**To do:** As an exercise, transcribe the data below in full and exactly, omitting pictures.

(Collected data entries)
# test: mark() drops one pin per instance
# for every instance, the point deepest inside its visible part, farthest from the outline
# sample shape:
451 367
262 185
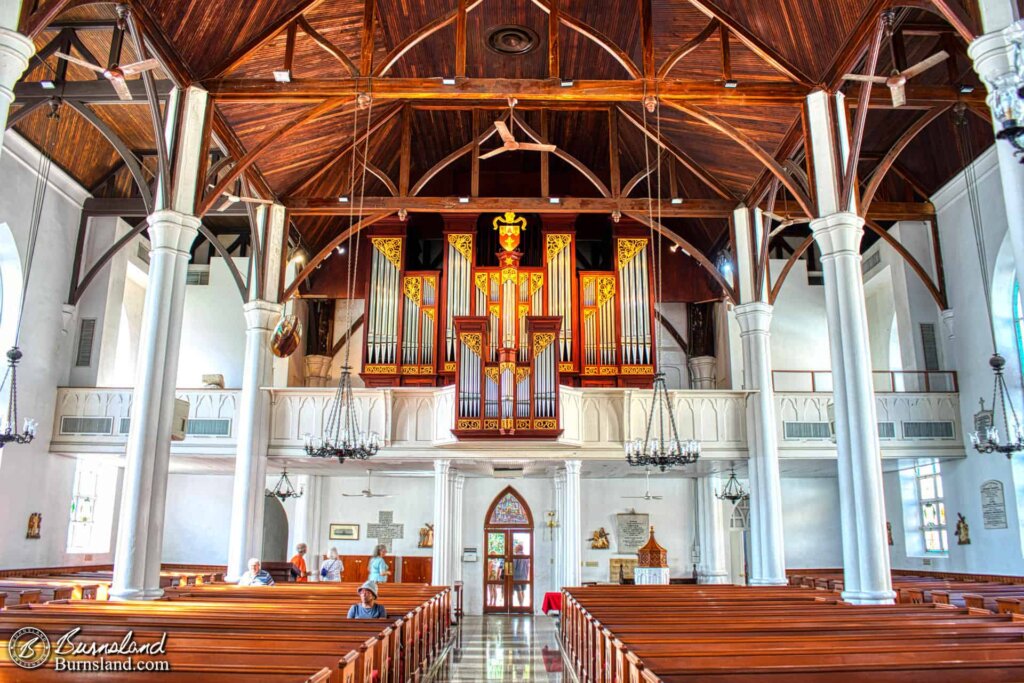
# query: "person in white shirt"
332 567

**Exercise response:**
# test: mark() drops one pin per instance
# for every instance, the point deepest inside its visible part, farthest from the outline
# sample shape:
451 367
262 185
# query: "person in white shirt"
332 567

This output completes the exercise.